→ **Requirements**:
Rewrite the entries below with every "tab-separated" changed to "tab-delimited" and all other text left as it is. Omit the pictures from your version.

→ **Data supplied**:
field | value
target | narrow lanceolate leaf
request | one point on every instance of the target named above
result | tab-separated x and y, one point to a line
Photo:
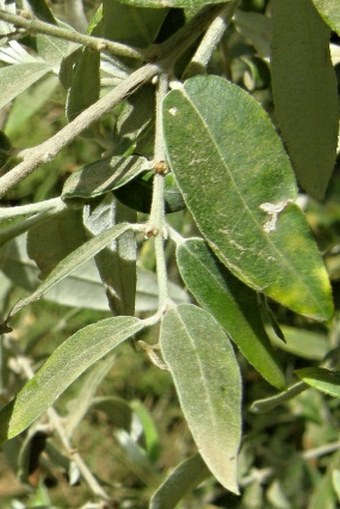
207	379
170	3
330	12
85	85
66	363
183	479
99	177
232	303
321	379
85	252
305	91
237	181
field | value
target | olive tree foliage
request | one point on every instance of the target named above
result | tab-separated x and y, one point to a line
176	95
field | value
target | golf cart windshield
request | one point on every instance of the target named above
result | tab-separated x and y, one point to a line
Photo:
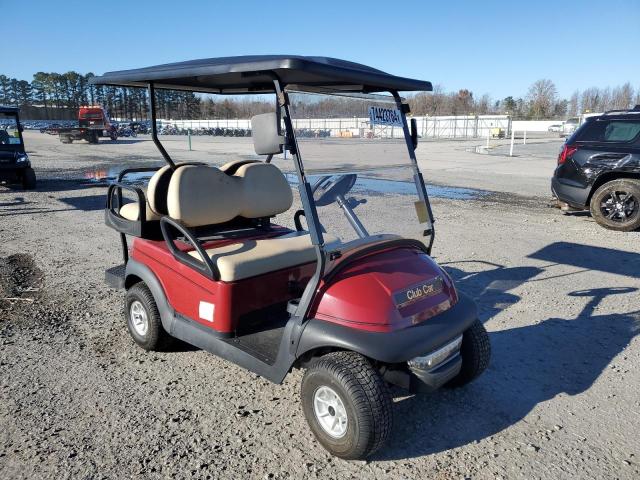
10	136
357	162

→ **Response to the exercise**:
field | value
target | narrow lanceolate leaf
request | one point on every instance of the target named above
result | tab-delimited x and y, one point to a line
Photo:
207	379
170	3
330	12
85	85
66	363
183	479
99	177
232	303
321	379
85	252
305	91
237	181
field | value
target | olive tree foliage
request | one point on every instance of the target named above
result | tab-delimited x and y, one point to a line
176	95
field | value
target | golf cart windshield
request | one point on every instance of the target named above
result | tab-delimited x and y, one point to a line
Photo:
10	136
357	162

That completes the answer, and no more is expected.